[Opening PROVIDED RECORDS section]

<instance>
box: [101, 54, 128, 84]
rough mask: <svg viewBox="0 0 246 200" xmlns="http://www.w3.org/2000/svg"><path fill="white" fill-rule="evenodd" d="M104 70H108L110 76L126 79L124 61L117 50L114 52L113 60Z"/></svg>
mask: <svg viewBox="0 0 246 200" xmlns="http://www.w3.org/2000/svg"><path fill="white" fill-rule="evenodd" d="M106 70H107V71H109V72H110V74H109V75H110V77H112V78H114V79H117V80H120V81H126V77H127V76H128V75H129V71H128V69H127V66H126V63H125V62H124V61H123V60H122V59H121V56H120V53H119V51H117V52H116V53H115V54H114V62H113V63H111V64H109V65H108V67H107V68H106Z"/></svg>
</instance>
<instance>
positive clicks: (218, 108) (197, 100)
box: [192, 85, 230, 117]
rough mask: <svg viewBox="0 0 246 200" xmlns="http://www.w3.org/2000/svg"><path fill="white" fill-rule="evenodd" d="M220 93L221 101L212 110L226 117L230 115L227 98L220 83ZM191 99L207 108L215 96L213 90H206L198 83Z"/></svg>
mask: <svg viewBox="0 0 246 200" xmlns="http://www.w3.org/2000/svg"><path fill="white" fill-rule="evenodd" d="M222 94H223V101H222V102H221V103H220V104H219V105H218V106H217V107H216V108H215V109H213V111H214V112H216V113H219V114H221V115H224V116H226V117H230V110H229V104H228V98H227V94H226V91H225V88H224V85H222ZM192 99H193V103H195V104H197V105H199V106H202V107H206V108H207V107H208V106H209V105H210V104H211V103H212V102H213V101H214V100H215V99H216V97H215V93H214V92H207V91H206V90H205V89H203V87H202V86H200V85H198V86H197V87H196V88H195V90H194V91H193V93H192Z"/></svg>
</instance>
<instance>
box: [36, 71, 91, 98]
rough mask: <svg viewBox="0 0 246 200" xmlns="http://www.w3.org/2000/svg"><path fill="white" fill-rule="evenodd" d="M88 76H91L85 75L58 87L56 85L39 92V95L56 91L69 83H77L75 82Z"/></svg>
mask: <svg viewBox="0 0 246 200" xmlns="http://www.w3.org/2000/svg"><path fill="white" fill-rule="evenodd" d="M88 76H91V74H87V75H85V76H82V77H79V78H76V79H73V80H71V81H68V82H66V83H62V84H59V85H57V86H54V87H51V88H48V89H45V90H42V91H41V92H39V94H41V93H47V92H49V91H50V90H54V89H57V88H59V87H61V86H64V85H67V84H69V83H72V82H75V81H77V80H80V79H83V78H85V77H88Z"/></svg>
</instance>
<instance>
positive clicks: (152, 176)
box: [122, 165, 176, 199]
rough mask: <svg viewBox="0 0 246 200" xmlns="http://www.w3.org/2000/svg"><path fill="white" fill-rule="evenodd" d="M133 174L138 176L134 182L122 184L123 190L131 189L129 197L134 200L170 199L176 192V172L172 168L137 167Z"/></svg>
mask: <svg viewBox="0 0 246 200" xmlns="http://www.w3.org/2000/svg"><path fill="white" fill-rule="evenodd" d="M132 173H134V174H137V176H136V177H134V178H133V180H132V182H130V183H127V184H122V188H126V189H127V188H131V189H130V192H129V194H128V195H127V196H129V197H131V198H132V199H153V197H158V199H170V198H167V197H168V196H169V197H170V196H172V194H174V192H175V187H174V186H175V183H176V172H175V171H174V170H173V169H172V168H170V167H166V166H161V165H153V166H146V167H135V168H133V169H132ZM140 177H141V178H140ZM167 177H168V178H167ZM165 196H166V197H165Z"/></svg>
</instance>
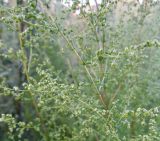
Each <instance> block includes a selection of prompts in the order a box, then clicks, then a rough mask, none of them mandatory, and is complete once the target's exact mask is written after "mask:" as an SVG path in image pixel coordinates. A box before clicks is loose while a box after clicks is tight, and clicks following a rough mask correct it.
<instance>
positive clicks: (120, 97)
mask: <svg viewBox="0 0 160 141" xmlns="http://www.w3.org/2000/svg"><path fill="white" fill-rule="evenodd" d="M45 4H46V3H45ZM45 4H44V3H43V2H41V1H40V0H38V2H37V3H36V2H32V1H29V2H26V3H25V4H23V6H22V5H18V6H17V7H15V8H8V7H4V6H3V7H1V17H2V18H1V21H2V22H3V26H4V27H5V28H9V30H10V31H12V32H13V33H15V37H16V38H17V42H18V44H16V45H15V48H14V47H12V46H10V47H9V46H8V43H6V42H4V41H5V40H4V39H3V38H2V43H1V44H0V45H1V50H0V51H1V56H0V57H1V60H2V62H0V63H1V66H5V67H7V68H9V66H10V65H12V66H13V64H14V69H15V70H17V71H18V72H17V73H16V75H17V77H16V78H19V79H18V80H16V78H14V77H13V78H12V83H9V82H10V81H9V78H10V77H12V76H13V73H12V71H11V72H9V73H7V75H5V76H3V75H2V76H0V82H1V84H0V93H1V96H2V97H8V98H9V99H10V98H12V99H13V101H14V106H15V107H14V108H13V109H15V110H14V111H13V112H11V113H9V112H2V114H1V118H0V122H1V130H2V131H1V130H0V132H1V134H3V135H2V138H3V139H2V140H33V141H34V140H35V141H36V140H42V141H43V140H46V141H52V140H60V141H61V140H69V141H72V140H73V141H79V140H80V141H83V140H84V141H86V140H89V141H92V140H93V141H94V140H100V141H103V140H104V141H106V140H109V141H110V140H111V141H112V140H113V141H114V140H115V141H116V140H117V141H119V140H146V141H150V140H151V141H152V140H157V141H158V140H160V135H159V132H160V128H159V127H160V112H159V100H160V97H159V92H160V89H159V88H160V87H159V78H160V76H159V73H158V72H159V68H160V67H159V61H160V60H159V57H158V56H159V53H160V50H159V47H160V43H159V41H158V39H156V36H157V34H158V33H156V34H154V32H151V31H152V30H148V31H146V27H147V26H149V24H148V21H150V20H149V19H147V18H148V17H147V16H148V15H149V13H148V9H149V10H150V12H152V13H151V14H152V15H154V14H155V12H154V10H153V9H158V8H157V7H154V6H152V5H147V6H148V7H146V5H141V6H139V7H138V10H137V12H140V13H138V16H137V17H135V15H134V13H133V11H130V10H128V11H127V12H128V13H127V15H126V17H127V18H126V19H125V18H123V20H120V19H119V18H118V19H117V21H116V22H114V19H112V18H111V19H110V17H111V16H113V15H114V13H116V12H117V11H116V10H117V9H118V4H120V2H118V3H114V2H108V5H107V6H106V4H105V3H103V4H101V5H100V6H98V9H97V11H96V12H89V13H87V12H85V11H83V9H81V10H82V11H81V14H80V15H79V16H78V18H77V19H75V21H74V24H70V21H71V20H73V19H72V17H71V14H70V13H72V12H73V11H74V8H75V7H76V3H75V5H74V6H73V7H72V8H71V9H69V10H68V9H62V11H61V10H60V14H59V13H58V15H56V14H55V16H52V15H51V13H50V11H49V9H48V8H47V7H46V6H45ZM151 4H153V3H151ZM136 8H137V7H135V9H136ZM145 8H146V9H145ZM147 8H148V9H147ZM141 10H142V11H141ZM122 15H123V13H122ZM66 16H67V17H69V18H65V17H66ZM115 16H117V15H115ZM153 17H156V15H154V16H153ZM108 19H109V20H108ZM146 19H147V20H146ZM151 19H152V18H151ZM137 21H138V22H137ZM67 23H69V24H67ZM157 26H158V25H157ZM135 27H137V28H138V29H139V30H140V29H141V32H142V33H144V34H145V36H144V38H143V37H141V36H140V34H141V33H139V32H138V29H137V30H136V31H135V32H133V30H135ZM156 28H157V27H156V23H155V25H154V26H153V28H152V29H153V30H155V29H156ZM142 29H144V30H142ZM126 30H127V31H126ZM132 32H133V34H131V33H132ZM129 35H131V36H129ZM151 35H152V38H150V36H151ZM138 37H141V39H140V38H138ZM148 39H151V40H148ZM8 42H9V41H8ZM5 61H9V62H10V65H8V66H7V65H6V64H5V63H4V62H5ZM15 64H16V65H15ZM17 66H19V67H17ZM151 67H152V68H151ZM12 70H13V68H12ZM1 71H2V72H5V71H6V69H2V70H1ZM17 81H18V82H17ZM14 82H17V83H14ZM3 104H4V103H3ZM9 108H10V107H9Z"/></svg>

[Closing PROVIDED RECORDS section]

Arrange the items, from their first line up to and including the line that contains "70H108L110 76L126 79L124", as a Markdown table with the columns Row and Line, putting a row number beside each line and leaving out blank lines.

• OUTPUT FOR THIS TASK:
| Row | Line |
|---|---|
| 1 | <instance> |
| 2 | box: [101, 54, 128, 84] |
| 3 | rough mask: <svg viewBox="0 0 246 200" xmlns="http://www.w3.org/2000/svg"><path fill="white" fill-rule="evenodd" d="M104 70H108L110 76L126 79L124 61L117 50L114 52L113 60Z"/></svg> |